─── Fragmento del documento
Diez años después del episodio referido, previa confirmación del doctorado en Madrid, regresa a La México reconvertido en un hombre que ha extraído lo positivo al sufrimiento y que estrena una nueva propuesta taurina que cala hondo en los tendidos. Ha de quedarse quieto, por obligación y por convicción. Ya no es el anteproyecto de torero que conocíamos: David deja la atildada frialdad, el buen corte esaborío, para convertirse en un artista de carácter, totalmente expresivo y de extraordinaria esencia. Su reaparición causa positiva conmoción. Al fin “dice” algo toreando al hilo, paralelamente, con la figura erguida y muy embraguetado, dentro de un sistema de cercanías que acelera los latidos del corazón. En papeles sueltos y en servilletas, con vehemencia y convencimiento, David nos explicó tantas veces su forma de torear en la línea, donde el torero es mástil y apenas mueve sutilmente las zapatillas entre los pases mientras el toro va marcando ochos sobre la arena.
Perfecciona entonces su verónica rica en naturalidad, dando el medio pecho y desmayando los brazos; aguanta al máximo en sus personales gaoneras y agiganta su condición de torero de arte al facturar derechazos y naturales de gran tersura. Pero se descarrila invariablemente al tirarse a matar, ayuno de fuerza en sus blandas articulaciones para acompañar el movimiento del resto del cuerpo, perdiendo decenas de orejas y dejando toros vivos por todo el país.
En los años noventa, junto con Mariano Ramos, Miguel Espinosa "Armillita" y Jorge Gutiérrez, encabeza un repunte post-martinista durante el cual logra llenarse de nuevo la Plaza México. La Fiesta sale del letargo y tiene suficientes motivos para oxigenarse. Una tarde, después de ser zarandeado por un toro, dibuja un natural planetario que remueve sus entrañas y las de la enloquecida multitud. Es que torea con el alma. David rompe en llanto. Conmoción en los tendidos. La reivindicación del toreo como arte y como drama.
Pero el inmenso torero no tiene facultades para reponerse entre los pases, para irse de la cara del toro en instantes de apremio. El público lo sabe, y sufre con él. Llegan nuevas cornadas en el clímax de faenas artísticas, esteticismo sangrante que ofrenda a la Virgen de Guadalupe. Su fe inquebrantable será puesta a prueba en el último medio minuto de su vida. Se manifiestan silenciosamente los síntomas de la depresión, que representará un escollo todavía más duro que los quirófanos.
──────
─── Material proporcionado
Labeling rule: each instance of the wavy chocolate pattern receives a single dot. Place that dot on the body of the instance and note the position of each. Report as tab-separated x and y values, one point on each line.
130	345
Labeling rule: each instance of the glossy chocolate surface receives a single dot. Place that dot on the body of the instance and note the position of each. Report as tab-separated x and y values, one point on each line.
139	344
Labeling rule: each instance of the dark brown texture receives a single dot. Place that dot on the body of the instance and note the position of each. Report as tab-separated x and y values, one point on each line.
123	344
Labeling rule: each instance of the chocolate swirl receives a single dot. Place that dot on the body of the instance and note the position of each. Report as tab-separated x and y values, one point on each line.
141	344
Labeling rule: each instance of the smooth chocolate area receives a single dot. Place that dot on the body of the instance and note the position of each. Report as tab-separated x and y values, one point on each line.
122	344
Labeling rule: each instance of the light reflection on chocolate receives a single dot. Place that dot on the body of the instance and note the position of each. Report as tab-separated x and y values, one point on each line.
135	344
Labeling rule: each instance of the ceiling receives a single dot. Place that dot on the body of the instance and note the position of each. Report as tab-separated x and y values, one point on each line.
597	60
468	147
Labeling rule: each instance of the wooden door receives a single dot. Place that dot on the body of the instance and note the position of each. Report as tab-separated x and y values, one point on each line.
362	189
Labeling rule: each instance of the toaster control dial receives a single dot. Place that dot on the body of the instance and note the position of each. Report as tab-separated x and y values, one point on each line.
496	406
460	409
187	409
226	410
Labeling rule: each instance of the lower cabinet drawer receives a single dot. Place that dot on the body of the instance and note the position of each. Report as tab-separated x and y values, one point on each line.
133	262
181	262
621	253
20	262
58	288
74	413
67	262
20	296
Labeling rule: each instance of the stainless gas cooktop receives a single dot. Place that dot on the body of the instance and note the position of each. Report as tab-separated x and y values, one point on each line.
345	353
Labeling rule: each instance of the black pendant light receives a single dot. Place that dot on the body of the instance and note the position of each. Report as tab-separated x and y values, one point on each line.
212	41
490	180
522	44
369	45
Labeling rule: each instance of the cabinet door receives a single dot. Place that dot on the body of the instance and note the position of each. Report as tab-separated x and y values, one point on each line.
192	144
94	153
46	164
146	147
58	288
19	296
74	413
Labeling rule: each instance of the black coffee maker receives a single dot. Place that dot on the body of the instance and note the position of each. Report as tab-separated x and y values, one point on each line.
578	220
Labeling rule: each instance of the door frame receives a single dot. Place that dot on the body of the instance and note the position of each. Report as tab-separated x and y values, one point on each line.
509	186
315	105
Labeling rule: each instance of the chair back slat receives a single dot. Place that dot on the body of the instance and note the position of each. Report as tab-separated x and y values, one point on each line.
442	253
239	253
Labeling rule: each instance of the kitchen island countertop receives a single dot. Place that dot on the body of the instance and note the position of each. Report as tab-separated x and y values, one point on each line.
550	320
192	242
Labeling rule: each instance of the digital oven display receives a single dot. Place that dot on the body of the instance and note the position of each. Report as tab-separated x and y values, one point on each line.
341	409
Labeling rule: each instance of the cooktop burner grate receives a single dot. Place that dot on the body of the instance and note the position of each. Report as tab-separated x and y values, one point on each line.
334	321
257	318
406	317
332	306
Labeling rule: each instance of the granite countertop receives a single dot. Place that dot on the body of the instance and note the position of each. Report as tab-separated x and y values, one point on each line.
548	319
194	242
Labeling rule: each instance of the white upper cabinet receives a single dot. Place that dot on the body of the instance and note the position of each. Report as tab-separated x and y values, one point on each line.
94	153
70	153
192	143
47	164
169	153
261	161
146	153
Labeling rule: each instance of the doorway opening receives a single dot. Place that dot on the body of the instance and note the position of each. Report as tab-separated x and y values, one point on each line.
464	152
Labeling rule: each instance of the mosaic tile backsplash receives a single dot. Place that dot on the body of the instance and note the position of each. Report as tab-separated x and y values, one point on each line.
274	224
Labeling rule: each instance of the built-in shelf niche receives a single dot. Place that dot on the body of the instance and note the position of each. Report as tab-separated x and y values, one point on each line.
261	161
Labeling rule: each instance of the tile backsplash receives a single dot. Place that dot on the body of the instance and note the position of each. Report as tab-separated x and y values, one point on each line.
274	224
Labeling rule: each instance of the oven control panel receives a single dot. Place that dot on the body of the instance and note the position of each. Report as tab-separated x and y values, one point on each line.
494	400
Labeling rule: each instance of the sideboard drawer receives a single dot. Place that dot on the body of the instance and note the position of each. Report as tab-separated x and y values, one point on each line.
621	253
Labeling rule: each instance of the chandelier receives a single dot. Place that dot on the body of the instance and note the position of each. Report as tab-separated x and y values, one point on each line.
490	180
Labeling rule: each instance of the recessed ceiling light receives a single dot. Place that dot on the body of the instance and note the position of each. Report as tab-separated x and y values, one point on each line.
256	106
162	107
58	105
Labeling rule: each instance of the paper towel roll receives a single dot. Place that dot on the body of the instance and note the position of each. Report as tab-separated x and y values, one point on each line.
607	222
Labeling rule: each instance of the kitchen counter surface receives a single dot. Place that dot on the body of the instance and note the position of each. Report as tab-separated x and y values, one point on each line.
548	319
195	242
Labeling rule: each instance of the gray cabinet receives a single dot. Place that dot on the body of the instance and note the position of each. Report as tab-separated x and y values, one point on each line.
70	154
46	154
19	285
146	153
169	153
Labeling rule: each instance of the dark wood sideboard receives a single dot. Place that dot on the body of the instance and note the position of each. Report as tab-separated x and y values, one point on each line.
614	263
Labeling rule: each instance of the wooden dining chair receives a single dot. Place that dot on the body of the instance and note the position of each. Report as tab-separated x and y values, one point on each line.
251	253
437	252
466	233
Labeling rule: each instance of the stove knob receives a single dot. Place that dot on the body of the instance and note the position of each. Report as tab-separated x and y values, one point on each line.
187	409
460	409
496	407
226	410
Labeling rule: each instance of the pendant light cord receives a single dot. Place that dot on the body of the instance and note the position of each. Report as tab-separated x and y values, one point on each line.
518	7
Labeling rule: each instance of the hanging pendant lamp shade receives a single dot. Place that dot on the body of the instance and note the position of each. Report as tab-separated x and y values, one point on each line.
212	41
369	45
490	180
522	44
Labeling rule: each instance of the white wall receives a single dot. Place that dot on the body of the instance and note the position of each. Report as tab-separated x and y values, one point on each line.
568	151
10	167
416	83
──────
▸ **Qué hacer**:
**A)** En el texto sobre David, reproduce el pasaje que empieza con "Perfecciona entonces su" y sigue hasta "todo el país.", sustituyendo "verónica" por "chicuelina".
**B)** Condensa en una lista breve el párrafo del texto sobre David que comienza con "En los años noventa", conservando sus datos principales.
**C)** Prosigue el texto sobre David a partir de su última oración.

▸ **Respuestas**:
**A)**
Perfecciona entonces su chicuelina rica en naturalidad, dando el medio pecho y desmayando los brazos; aguanta al máximo en sus personales gaoneras y agiganta su condición de torero de arte al facturar derechazos y naturales de gran tersura. Pero se descarrila invariablemente al tirarse a matar, ayuno de fuerza en sus blandas articulaciones para acompañar el movimiento del resto del cuerpo, perdiendo decenas de orejas y dejando toros vivos por todo el país.

**B)**
- En los años noventa, David encabeza junto con Mariano Ramos, Miguel Espinosa "Armillita" y Jorge Gutiérrez un repunte post-martinista en el que vuelve a llenarse la Plaza México.
- La Fiesta sale del letargo y tiene motivos para oxigenarse.
- Una tarde, tras ser zarandeado por un toro, dibuja un natural planetario que lo conmueve a él y a la multitud, y rompe en llanto.
- Ese momento reivindica el toreo como arte y como drama.

**C)**
Lo que en Silverio era armonía, en David es drama interior. Ascético, se aferra al toreo como ejercicio del espíritu, pero también como una obsesión enfermiza y entonces, reunidas en su conciencia todas las experiencias de su vida, acaso vislumbrando el final del túnel, se propone alcanzar la última proeza de su andar por los ruedos: volver a la Plaza México. Ahí, en sus últimas dos actuaciones deja una huella eterna. Dos tardes de torería épica, de belleza arrebatadora, de entrega total y angustia al filo de la cornada. Cuatro verónicas y una media perfectas, un resplandeciente quite por tafalleras, dos cambiados por la espalda imposibles, un puñado de naturales poéticos, lágrimas en los tendidos, las rodillas trémulas, el corazón valiente, la gran fiesta de los sentidos…
Meses después, atrofiadas sus rodillas, se ve obligado a anunciar su despedida. ¿Podrá David seguir viviendo sin poder torear?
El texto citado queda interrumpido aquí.